Dataset excerpt
╭──

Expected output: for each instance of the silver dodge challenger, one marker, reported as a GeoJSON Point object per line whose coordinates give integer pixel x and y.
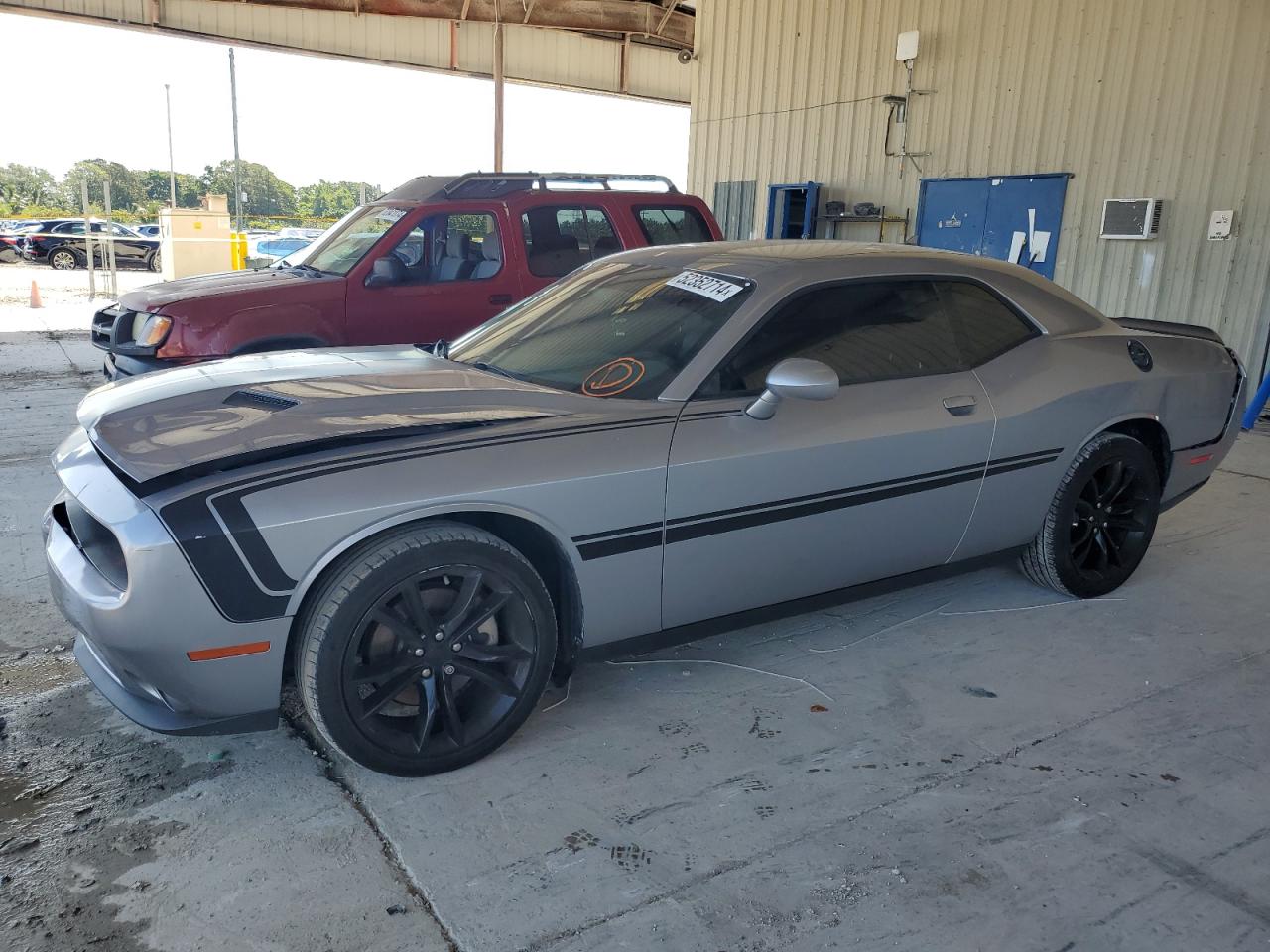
{"type": "Point", "coordinates": [666, 440]}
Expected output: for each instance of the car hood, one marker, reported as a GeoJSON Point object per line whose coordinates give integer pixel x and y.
{"type": "Point", "coordinates": [155, 298]}
{"type": "Point", "coordinates": [225, 414]}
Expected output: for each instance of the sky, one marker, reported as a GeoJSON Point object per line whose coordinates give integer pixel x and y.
{"type": "Point", "coordinates": [305, 117]}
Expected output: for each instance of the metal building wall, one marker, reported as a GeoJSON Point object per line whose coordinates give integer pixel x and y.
{"type": "Point", "coordinates": [1137, 98]}
{"type": "Point", "coordinates": [549, 58]}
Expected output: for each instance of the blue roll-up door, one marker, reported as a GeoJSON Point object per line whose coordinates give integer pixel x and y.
{"type": "Point", "coordinates": [1010, 217]}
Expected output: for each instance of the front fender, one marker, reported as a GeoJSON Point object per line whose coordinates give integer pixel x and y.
{"type": "Point", "coordinates": [449, 508]}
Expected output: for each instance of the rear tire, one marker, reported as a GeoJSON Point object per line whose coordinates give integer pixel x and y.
{"type": "Point", "coordinates": [426, 649]}
{"type": "Point", "coordinates": [63, 261]}
{"type": "Point", "coordinates": [1101, 520]}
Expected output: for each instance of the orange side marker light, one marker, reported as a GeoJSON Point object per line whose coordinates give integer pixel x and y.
{"type": "Point", "coordinates": [213, 654]}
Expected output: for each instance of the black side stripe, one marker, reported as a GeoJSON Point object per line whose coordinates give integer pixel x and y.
{"type": "Point", "coordinates": [690, 527]}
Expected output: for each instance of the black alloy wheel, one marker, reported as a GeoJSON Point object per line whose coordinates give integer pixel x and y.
{"type": "Point", "coordinates": [1100, 522]}
{"type": "Point", "coordinates": [1111, 521]}
{"type": "Point", "coordinates": [439, 660]}
{"type": "Point", "coordinates": [427, 649]}
{"type": "Point", "coordinates": [63, 261]}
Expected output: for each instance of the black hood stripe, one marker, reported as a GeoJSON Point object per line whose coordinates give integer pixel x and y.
{"type": "Point", "coordinates": [231, 587]}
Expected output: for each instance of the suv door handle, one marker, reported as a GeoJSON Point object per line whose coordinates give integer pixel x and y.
{"type": "Point", "coordinates": [960, 405]}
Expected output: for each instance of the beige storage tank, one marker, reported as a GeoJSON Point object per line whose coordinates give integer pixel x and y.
{"type": "Point", "coordinates": [195, 240]}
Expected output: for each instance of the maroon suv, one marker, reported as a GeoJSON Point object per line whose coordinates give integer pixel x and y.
{"type": "Point", "coordinates": [427, 262]}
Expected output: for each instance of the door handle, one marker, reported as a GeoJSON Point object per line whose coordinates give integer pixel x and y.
{"type": "Point", "coordinates": [960, 405]}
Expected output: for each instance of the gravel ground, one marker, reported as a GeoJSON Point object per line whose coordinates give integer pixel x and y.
{"type": "Point", "coordinates": [56, 287]}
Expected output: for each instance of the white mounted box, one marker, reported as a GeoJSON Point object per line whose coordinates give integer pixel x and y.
{"type": "Point", "coordinates": [906, 46]}
{"type": "Point", "coordinates": [1132, 218]}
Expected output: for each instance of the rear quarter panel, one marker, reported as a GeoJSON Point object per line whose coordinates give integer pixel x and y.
{"type": "Point", "coordinates": [1058, 393]}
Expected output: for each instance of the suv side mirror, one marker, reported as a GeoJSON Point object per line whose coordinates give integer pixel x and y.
{"type": "Point", "coordinates": [385, 271]}
{"type": "Point", "coordinates": [797, 379]}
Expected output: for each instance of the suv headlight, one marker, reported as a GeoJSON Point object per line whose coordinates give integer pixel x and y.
{"type": "Point", "coordinates": [153, 330]}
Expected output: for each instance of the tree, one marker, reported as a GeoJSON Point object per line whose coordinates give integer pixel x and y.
{"type": "Point", "coordinates": [126, 189]}
{"type": "Point", "coordinates": [154, 182]}
{"type": "Point", "coordinates": [27, 184]}
{"type": "Point", "coordinates": [331, 199]}
{"type": "Point", "coordinates": [266, 193]}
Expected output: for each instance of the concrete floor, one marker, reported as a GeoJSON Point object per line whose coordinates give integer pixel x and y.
{"type": "Point", "coordinates": [973, 765]}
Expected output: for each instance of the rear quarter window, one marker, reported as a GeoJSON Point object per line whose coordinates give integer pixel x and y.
{"type": "Point", "coordinates": [672, 225]}
{"type": "Point", "coordinates": [983, 324]}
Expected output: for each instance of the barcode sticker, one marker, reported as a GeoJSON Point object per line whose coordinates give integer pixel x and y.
{"type": "Point", "coordinates": [705, 285]}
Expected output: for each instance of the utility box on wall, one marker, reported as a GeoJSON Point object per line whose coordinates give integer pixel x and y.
{"type": "Point", "coordinates": [195, 240]}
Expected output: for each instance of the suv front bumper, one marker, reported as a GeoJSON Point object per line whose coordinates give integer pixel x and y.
{"type": "Point", "coordinates": [135, 639]}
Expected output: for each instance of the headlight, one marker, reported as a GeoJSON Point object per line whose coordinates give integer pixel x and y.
{"type": "Point", "coordinates": [153, 330]}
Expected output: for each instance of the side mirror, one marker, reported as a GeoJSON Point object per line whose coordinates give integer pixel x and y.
{"type": "Point", "coordinates": [384, 272]}
{"type": "Point", "coordinates": [797, 379]}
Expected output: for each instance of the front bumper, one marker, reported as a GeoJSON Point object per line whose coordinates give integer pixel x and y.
{"type": "Point", "coordinates": [121, 366]}
{"type": "Point", "coordinates": [135, 640]}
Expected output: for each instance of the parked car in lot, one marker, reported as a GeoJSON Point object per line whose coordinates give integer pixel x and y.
{"type": "Point", "coordinates": [13, 234]}
{"type": "Point", "coordinates": [427, 262]}
{"type": "Point", "coordinates": [661, 440]}
{"type": "Point", "coordinates": [64, 245]}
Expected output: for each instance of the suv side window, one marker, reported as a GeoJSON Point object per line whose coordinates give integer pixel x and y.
{"type": "Point", "coordinates": [561, 239]}
{"type": "Point", "coordinates": [672, 225]}
{"type": "Point", "coordinates": [865, 330]}
{"type": "Point", "coordinates": [449, 248]}
{"type": "Point", "coordinates": [984, 325]}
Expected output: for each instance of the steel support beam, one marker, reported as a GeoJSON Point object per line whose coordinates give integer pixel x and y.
{"type": "Point", "coordinates": [638, 17]}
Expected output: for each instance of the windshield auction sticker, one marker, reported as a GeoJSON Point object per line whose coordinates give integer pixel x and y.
{"type": "Point", "coordinates": [613, 377]}
{"type": "Point", "coordinates": [705, 285]}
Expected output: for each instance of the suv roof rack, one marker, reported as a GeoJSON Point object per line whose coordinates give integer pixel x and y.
{"type": "Point", "coordinates": [485, 184]}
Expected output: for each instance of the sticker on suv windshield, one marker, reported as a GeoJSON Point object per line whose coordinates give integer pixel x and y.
{"type": "Point", "coordinates": [705, 285]}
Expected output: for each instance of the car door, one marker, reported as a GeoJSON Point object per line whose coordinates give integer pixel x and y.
{"type": "Point", "coordinates": [878, 481]}
{"type": "Point", "coordinates": [130, 248]}
{"type": "Point", "coordinates": [452, 276]}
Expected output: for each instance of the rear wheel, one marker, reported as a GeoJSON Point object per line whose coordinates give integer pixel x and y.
{"type": "Point", "coordinates": [1101, 521]}
{"type": "Point", "coordinates": [427, 649]}
{"type": "Point", "coordinates": [62, 259]}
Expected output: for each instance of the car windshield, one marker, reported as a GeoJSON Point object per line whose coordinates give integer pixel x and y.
{"type": "Point", "coordinates": [613, 329]}
{"type": "Point", "coordinates": [348, 240]}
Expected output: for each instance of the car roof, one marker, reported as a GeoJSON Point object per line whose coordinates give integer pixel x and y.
{"type": "Point", "coordinates": [477, 185]}
{"type": "Point", "coordinates": [785, 267]}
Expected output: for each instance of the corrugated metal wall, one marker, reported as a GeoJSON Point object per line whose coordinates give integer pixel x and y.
{"type": "Point", "coordinates": [532, 55]}
{"type": "Point", "coordinates": [1137, 98]}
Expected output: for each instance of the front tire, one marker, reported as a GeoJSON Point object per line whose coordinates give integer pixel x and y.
{"type": "Point", "coordinates": [63, 261]}
{"type": "Point", "coordinates": [426, 649]}
{"type": "Point", "coordinates": [1101, 521]}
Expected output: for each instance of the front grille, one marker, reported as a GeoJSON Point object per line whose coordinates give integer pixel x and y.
{"type": "Point", "coordinates": [104, 322]}
{"type": "Point", "coordinates": [94, 539]}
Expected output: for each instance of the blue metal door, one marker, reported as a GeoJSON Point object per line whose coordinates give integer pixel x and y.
{"type": "Point", "coordinates": [1011, 217]}
{"type": "Point", "coordinates": [792, 209]}
{"type": "Point", "coordinates": [952, 213]}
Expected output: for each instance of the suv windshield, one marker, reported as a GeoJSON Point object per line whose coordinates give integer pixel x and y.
{"type": "Point", "coordinates": [349, 239]}
{"type": "Point", "coordinates": [615, 329]}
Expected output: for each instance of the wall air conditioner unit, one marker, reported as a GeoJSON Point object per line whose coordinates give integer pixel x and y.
{"type": "Point", "coordinates": [1134, 218]}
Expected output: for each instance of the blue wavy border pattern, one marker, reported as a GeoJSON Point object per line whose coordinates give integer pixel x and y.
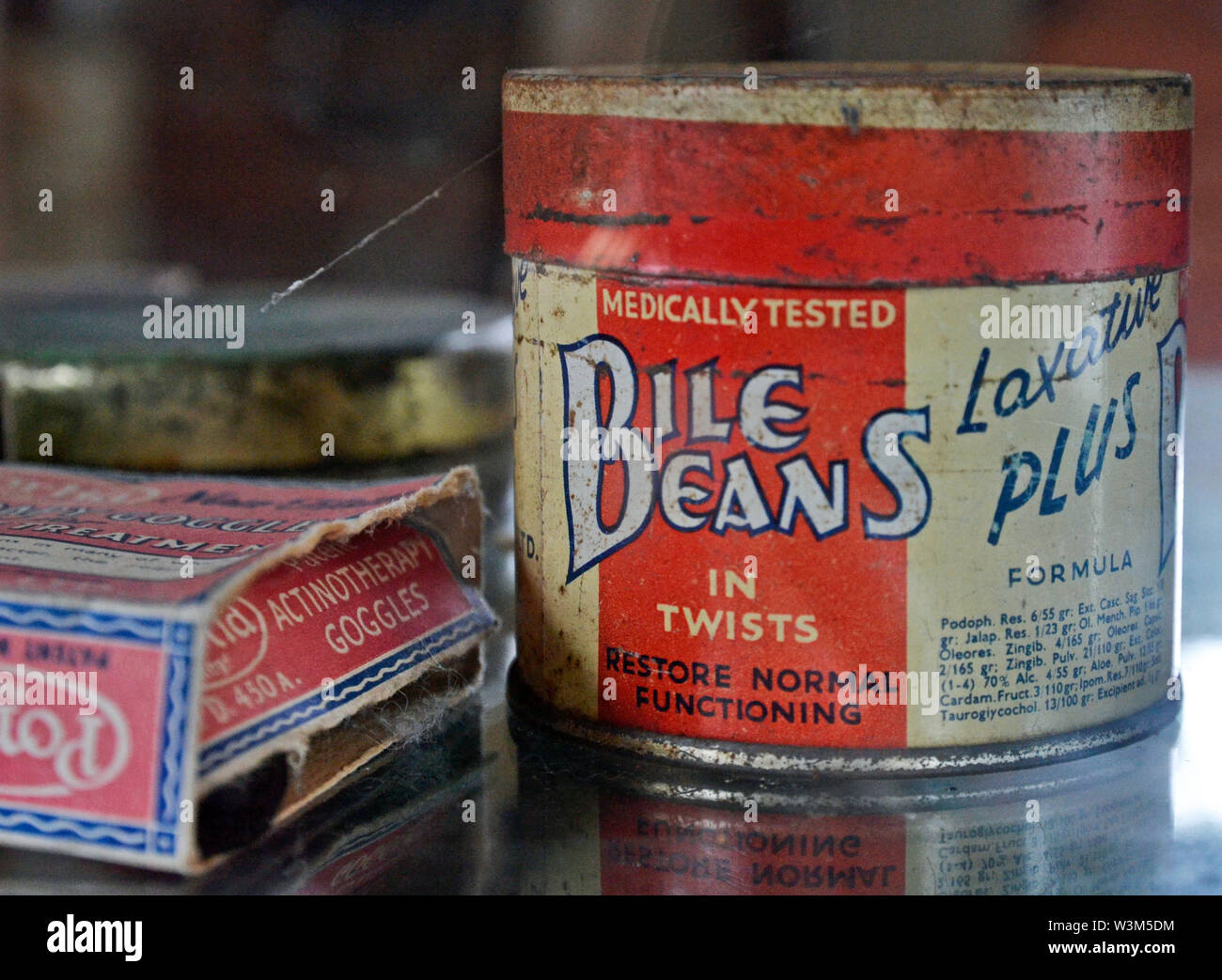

╰──

INSTRUCTIONS TO FOLLOW:
Count the lines of the listing above that contain the string "handle", matching case exactly, and give only the number.

THE ANSWER:
2